╭─ FRAGMENT DOKUMENTU

Wzrost popytu dotyczy głównie kredytów mieszkaniowych, ratalnych i gotówkowych – wynika z tygodniowych danych pokazujących liczbę zapytań kredytowych udostępnionych „Parkietowi" przez Biuro Informacji Kredytowej.
Odbija popyt na kredyty
– Zapytania kredytowe można uznać jako ocenę popytu na kredyty oraz jako wskaźnik przyszłej sytuacji na rynku kredytów dla gospodarstw domowych. Analizując trendy w zapytaniach w tym roku w porównaniu do ubiegłego, musimy przede wszystkim wyróżnić cztery okresy – mówi prof. Waldemar Rogowski, główny analityk BIK. To miesiące przedpandemiczne (styczeń – luty), częściowo pandemiczne (marzec), pełne pandemiczne z lockdownem (kwiecień i maj) oraz miesiące częściowo postpandemiczne, z etapowym odmrażaniem niektórych branż (czerwiec).
Zapytania na kredyty gotówkowe na początku roku zwykle rosły w ujęciu rok do roku w niskim jednocyfrowym tempie, ale od tygodnia 9–15 marca rozpoczęły się duże spadki, pogłębiane w kolejnych tygodniach. Najniższą liczbę wniosków – 54 tys. – zanotowano w tygodniu 6–12 kwietnia (przyczyniły się do tego wypadające wtedy Święta Wielkanocne), od tego czasu trwa stopniowe odbicie i malały spadki rok do roku. Wprawdzie w tygodniu 15–21 czerwca liczba wniosków o kredyty gotówkowe urosła wobec ubiegłego roku o 16 proc., ale to efekt głównie kalendarzowy (inny termin święta Bożego Ciała), w tygodniu 22–28 czerwca liczba wniosków była niższa o 16 proc. niż rok temu, ale to jeden z najlepszych wyników w ostatnim czasie. – Czerwcowy średni poziom zapytań to 85 proc. liczby z czerwca z 2019 r. Kredyty gotówkowe związane są z finansowaniem bieżących potrzeb konsumpcyjnych i płynnościowych gospodarstw domowych – dodaje Rogowski.
W przypadku kredytów ratalnych początek roku przyniósł nieco mniejszą liczbę zapytań niż w 2019 r., ale ograniczenia pandemiczne – podobnie jak w innych rodzajach kredytów – przyniosły tąpnięcie popytu począwszy od tygodnia 9–15 marca i pogłębiane w kolejnych tygodniach. Dołek przypadł na tydzień 6–12 kwietnia (tylko 55 tys. wniosków, spadki rok do roku sięgały ponad 40 proc.), kolejne przyniosły odbicie. W krótszym tygodniu ze świętem Bożego Ciała doszło do spadku odrobionego w kolejnym tygodniu 15–21 czerwca (wzrost o 29 proc.), w tygodniu 22–29 czerwca widać stabilizację wzrostu na poziomie blisko 10 proc. – Dodatnia wysoka dynamika zapytań o kredyty ratalne związana jest z zakupami sprzętu RTV, AGD, mebli i innych dóbr trwałego użytku w systemie ratalnym. Zakupy na raty dokonywane są zarówno w tradycyjnych sklepach, jak i w e-commerce. Wiąże się to z atrakcyjnymi promocjami oferowanymi przez firmy ze względu na chęć nadrobienia utraconej sprzedaży w poprzednich miesiącach. Widać to też w danych GUS, pokazujących wzrost sprzedaży w maju tego roku w firmach handlujących meblami, RTV i AGD, który wyniósł w cenach stałych 14 proc. – dodaje ekspert BIK.

╰─

ZADANIE: Przepisz z tekstu o popycie na kredyty wszystko od „Wzrost popytu dotyczy” aż do „Biuro Informacji Kredytowej.”, zamieniając „kredytów mieszkaniowych” na „kredytów hipotecznych”. Poniższe wiersze pochodzą z innego źródła niż tekst.

╭─ DANE

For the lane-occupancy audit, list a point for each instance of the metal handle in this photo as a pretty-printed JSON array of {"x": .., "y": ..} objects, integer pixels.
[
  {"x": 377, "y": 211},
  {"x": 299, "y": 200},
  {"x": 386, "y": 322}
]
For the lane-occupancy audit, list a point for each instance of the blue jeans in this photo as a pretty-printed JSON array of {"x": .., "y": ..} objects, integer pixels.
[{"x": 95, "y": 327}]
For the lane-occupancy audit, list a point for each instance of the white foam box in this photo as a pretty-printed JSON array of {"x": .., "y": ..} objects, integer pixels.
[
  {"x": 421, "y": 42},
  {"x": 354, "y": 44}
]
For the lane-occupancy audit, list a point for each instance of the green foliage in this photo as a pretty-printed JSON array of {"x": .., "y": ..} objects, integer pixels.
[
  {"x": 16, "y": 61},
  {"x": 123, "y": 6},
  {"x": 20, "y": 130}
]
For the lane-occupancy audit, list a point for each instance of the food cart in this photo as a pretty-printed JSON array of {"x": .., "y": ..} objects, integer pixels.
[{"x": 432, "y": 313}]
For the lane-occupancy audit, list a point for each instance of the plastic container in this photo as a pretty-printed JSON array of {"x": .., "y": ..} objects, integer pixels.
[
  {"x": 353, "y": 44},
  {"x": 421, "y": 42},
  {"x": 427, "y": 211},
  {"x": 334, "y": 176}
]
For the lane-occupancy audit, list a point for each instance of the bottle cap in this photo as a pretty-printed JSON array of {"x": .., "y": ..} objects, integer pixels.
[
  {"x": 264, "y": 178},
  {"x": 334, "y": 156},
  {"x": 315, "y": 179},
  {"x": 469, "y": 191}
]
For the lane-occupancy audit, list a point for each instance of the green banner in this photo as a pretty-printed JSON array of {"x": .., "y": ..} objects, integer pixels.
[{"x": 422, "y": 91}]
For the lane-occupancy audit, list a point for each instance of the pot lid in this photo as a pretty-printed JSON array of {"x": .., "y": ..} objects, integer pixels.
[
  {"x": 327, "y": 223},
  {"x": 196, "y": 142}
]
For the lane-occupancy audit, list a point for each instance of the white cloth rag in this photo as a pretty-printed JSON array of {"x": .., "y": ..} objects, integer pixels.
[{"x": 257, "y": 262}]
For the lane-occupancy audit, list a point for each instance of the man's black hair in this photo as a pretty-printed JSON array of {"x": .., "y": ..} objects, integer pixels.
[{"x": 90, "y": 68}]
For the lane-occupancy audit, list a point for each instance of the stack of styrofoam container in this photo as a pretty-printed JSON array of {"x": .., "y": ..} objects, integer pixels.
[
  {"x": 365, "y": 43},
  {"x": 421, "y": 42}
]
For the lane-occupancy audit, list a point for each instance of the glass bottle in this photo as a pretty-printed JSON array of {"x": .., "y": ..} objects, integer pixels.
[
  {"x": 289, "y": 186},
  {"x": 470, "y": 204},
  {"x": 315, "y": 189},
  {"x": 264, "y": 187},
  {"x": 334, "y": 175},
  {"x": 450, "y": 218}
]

╰─

ODPOWIEDŹ:
Wzrost popytu dotyczy głównie kredytów hipotecznych, ratalnych i gotówkowych – wynika z tygodniowych danych pokazujących liczbę zapytań kredytowych udostępnionych „Parkietowi" przez Biuro Informacji Kredytowej.